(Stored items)
* * * *

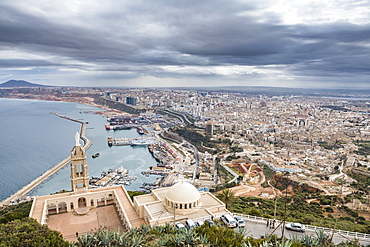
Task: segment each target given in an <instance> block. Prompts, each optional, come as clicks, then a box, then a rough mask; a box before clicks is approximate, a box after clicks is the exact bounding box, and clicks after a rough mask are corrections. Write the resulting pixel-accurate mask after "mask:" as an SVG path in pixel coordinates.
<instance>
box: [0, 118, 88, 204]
mask: <svg viewBox="0 0 370 247" xmlns="http://www.w3.org/2000/svg"><path fill="white" fill-rule="evenodd" d="M51 114H54V115H56V116H58V117H61V118H64V119H67V120H70V121H73V122H77V123H80V124H81V132H80V138H81V139H82V140H83V142H84V145H83V147H82V148H83V149H84V150H85V151H86V150H87V149H89V148H90V146H91V145H92V143H91V141H90V140H89V139H88V138H87V137H86V125H87V123H86V122H82V121H79V120H76V119H72V118H69V117H66V116H62V115H59V114H58V113H55V112H51ZM70 161H71V158H70V157H68V158H66V159H65V160H63V161H61V162H60V163H58V164H57V165H56V166H54V167H52V168H50V169H49V170H47V171H46V172H44V173H43V174H41V175H40V176H39V177H37V178H36V179H35V180H33V181H32V182H31V183H29V184H27V185H26V186H24V187H23V188H22V189H20V190H18V191H17V192H15V193H14V194H12V195H11V196H9V197H8V198H6V199H4V200H3V201H2V202H0V207H2V206H5V205H8V204H9V203H11V202H16V200H17V199H18V198H21V197H23V196H25V195H26V194H27V193H29V192H30V191H31V190H33V189H34V188H36V187H37V186H38V185H40V184H41V183H42V182H44V181H45V180H47V179H48V178H49V177H51V176H52V175H53V174H54V173H56V172H57V171H59V170H60V169H61V168H63V167H64V166H65V165H67V164H68V163H69V162H70Z"/></svg>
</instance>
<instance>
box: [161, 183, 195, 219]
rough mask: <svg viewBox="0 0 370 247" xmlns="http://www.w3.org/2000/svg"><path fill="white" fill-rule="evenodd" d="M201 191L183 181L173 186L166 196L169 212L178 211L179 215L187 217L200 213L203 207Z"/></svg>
mask: <svg viewBox="0 0 370 247" xmlns="http://www.w3.org/2000/svg"><path fill="white" fill-rule="evenodd" d="M200 198H201V195H200V193H199V191H198V190H197V189H196V188H195V187H194V186H193V185H191V184H190V183H187V182H184V180H181V181H180V182H178V183H177V184H175V185H174V186H172V187H171V188H170V189H169V190H168V191H167V193H166V195H165V203H164V204H165V207H166V209H167V210H169V211H171V210H174V209H175V210H176V213H177V214H181V215H187V214H193V213H196V212H198V211H199V209H200V208H201V206H202V203H201V202H200Z"/></svg>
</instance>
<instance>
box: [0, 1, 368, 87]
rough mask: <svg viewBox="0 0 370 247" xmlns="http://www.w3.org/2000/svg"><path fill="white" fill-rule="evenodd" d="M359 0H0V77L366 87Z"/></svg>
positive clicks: (99, 81) (367, 4)
mask: <svg viewBox="0 0 370 247" xmlns="http://www.w3.org/2000/svg"><path fill="white" fill-rule="evenodd" d="M259 2H261V3H259ZM297 2H298V1H297ZM369 5H370V2H369V1H360V0H358V1H356V0H352V1H348V0H346V1H341V0H339V1H330V0H326V1H319V2H318V1H304V3H295V4H293V3H290V2H289V1H285V0H279V1H270V0H265V1H252V0H251V1H249V0H245V1H243V0H233V1H220V0H208V1H207V0H205V1H192V0H184V1H169V0H167V1H165V0H156V1H151V0H138V1H113V0H111V1H97V0H95V1H93V0H84V1H77V0H76V1H72V0H64V1H48V0H18V1H12V0H9V1H8V0H3V1H1V2H0V34H1V35H0V81H5V80H8V79H27V80H29V81H32V82H35V83H42V84H49V85H68V86H155V87H161V86H221V85H248V86H249V85H262V86H292V87H332V86H336V87H346V86H350V87H368V86H370V85H369V84H370V83H369V78H370V66H369V64H370V58H369V56H370V10H369V8H368V6H369ZM1 79H2V80H1Z"/></svg>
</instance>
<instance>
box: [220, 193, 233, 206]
mask: <svg viewBox="0 0 370 247" xmlns="http://www.w3.org/2000/svg"><path fill="white" fill-rule="evenodd" d="M218 198H219V199H220V200H221V201H223V202H224V203H225V204H226V208H227V207H228V206H230V205H231V203H233V201H235V194H234V192H232V190H230V189H226V190H223V191H222V192H221V193H220V194H219V195H218Z"/></svg>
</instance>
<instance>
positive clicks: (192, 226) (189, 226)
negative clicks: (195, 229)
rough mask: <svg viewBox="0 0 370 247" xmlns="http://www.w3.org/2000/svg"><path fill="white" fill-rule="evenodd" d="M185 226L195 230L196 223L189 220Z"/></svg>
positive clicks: (192, 221)
mask: <svg viewBox="0 0 370 247" xmlns="http://www.w3.org/2000/svg"><path fill="white" fill-rule="evenodd" d="M185 226H186V228H188V229H193V228H194V227H195V223H194V221H193V220H191V219H189V220H186V221H185Z"/></svg>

* * * *

Print the records exactly, every one. Leave out the pictures.

- EXPECTED OUTPUT
Task: segment each target given in an <instance> block. Prompts, each optional, come as clicks, then a box, then a rough mask; a box before clicks is approximate, a box after clicks is the exact bounding box, and clicks after a rough mask are corrections. Write the resulting pixel-accurate mask after "mask:" as an SVG path in pixel coordinates.
<instance>
box: [0, 118, 88, 204]
mask: <svg viewBox="0 0 370 247" xmlns="http://www.w3.org/2000/svg"><path fill="white" fill-rule="evenodd" d="M51 114H54V115H56V116H58V117H61V118H64V119H67V120H70V121H73V122H77V123H80V124H81V132H80V138H81V139H82V140H83V142H84V145H83V147H82V148H83V149H84V150H85V151H86V150H87V149H89V148H90V146H91V145H92V143H91V141H90V140H89V139H88V138H87V137H86V125H87V123H86V122H82V121H79V120H76V119H72V118H69V117H66V116H62V115H59V114H58V113H55V112H51ZM70 161H71V158H70V157H68V158H66V159H65V160H63V161H61V162H60V163H58V164H57V165H56V166H54V167H52V168H50V169H49V170H47V171H46V172H44V173H43V174H41V175H40V176H39V177H37V178H36V179H35V180H33V181H32V182H31V183H29V184H27V185H26V186H24V187H23V188H22V189H20V190H18V191H17V192H15V193H14V194H12V195H11V196H9V197H8V198H6V199H4V200H3V201H2V202H0V207H2V206H5V205H8V204H9V203H11V202H16V200H17V199H18V198H21V197H23V196H25V195H26V194H27V193H29V192H30V191H31V190H33V189H34V188H36V187H37V186H38V185H40V184H41V183H42V182H44V181H45V180H47V179H48V178H49V177H51V176H52V175H53V174H54V173H56V172H57V171H59V170H60V169H61V168H63V167H64V166H65V165H67V164H68V163H69V162H70Z"/></svg>
</instance>
<instance>
box: [161, 183, 195, 219]
rough mask: <svg viewBox="0 0 370 247" xmlns="http://www.w3.org/2000/svg"><path fill="white" fill-rule="evenodd" d="M201 191L183 181L173 186L166 196L169 212L178 211L179 215L187 217L200 213L203 207Z"/></svg>
mask: <svg viewBox="0 0 370 247" xmlns="http://www.w3.org/2000/svg"><path fill="white" fill-rule="evenodd" d="M200 198H201V195H200V193H199V191H198V190H197V189H196V188H195V187H194V186H193V185H191V184H190V183H187V182H184V180H181V181H180V182H178V183H177V184H175V185H174V186H172V187H171V188H170V189H169V190H168V191H167V193H166V195H165V203H164V204H165V207H166V209H167V210H169V211H171V210H174V209H175V210H176V213H177V214H181V215H187V214H193V213H196V212H198V211H199V209H200V208H201V206H202V203H201V202H200Z"/></svg>
</instance>
<instance>
box: [0, 1, 368, 87]
rough mask: <svg viewBox="0 0 370 247" xmlns="http://www.w3.org/2000/svg"><path fill="white" fill-rule="evenodd" d="M359 0H0V77L366 87Z"/></svg>
positive clicks: (99, 81) (367, 4)
mask: <svg viewBox="0 0 370 247" xmlns="http://www.w3.org/2000/svg"><path fill="white" fill-rule="evenodd" d="M259 2H261V3H259ZM297 2H298V1H297ZM369 5H370V2H369V1H360V0H358V1H356V0H352V1H348V0H346V1H341V0H339V1H330V0H326V1H319V2H318V1H304V3H295V4H293V3H290V2H289V1H285V0H279V1H270V0H265V1H252V0H251V1H249V0H245V1H243V0H233V1H220V0H208V1H207V0H205V1H192V0H184V1H169V0H167V1H165V0H156V1H151V0H138V1H113V0H111V1H97V0H95V1H93V0H84V1H77V0H76V1H72V0H64V1H48V0H18V1H12V0H9V1H8V0H3V1H1V2H0V34H1V35H0V81H5V80H8V79H27V80H29V81H32V82H35V83H42V84H49V85H68V86H155V87H161V86H221V85H248V86H249V85H262V86H292V87H332V86H336V87H346V86H350V87H368V86H370V85H369V84H370V83H369V78H370V66H369V64H370V58H369V56H370V10H369V8H368V6H369ZM1 79H2V80H1Z"/></svg>
</instance>
<instance>
box: [220, 193, 233, 206]
mask: <svg viewBox="0 0 370 247" xmlns="http://www.w3.org/2000/svg"><path fill="white" fill-rule="evenodd" d="M218 198H219V199H220V200H221V201H223V202H224V203H225V204H226V208H227V207H228V206H230V205H231V203H233V201H235V194H234V192H232V190H230V189H226V190H223V191H222V192H221V193H220V194H219V195H218Z"/></svg>
</instance>
<instance>
positive clicks: (192, 226) (189, 226)
negative clicks: (195, 229)
rough mask: <svg viewBox="0 0 370 247" xmlns="http://www.w3.org/2000/svg"><path fill="white" fill-rule="evenodd" d="M185 226L195 230L196 223L189 220Z"/></svg>
positive clicks: (192, 221)
mask: <svg viewBox="0 0 370 247" xmlns="http://www.w3.org/2000/svg"><path fill="white" fill-rule="evenodd" d="M185 226H186V228H188V229H193V228H194V227H195V223H194V221H193V220H191V219H189V220H186V221H185Z"/></svg>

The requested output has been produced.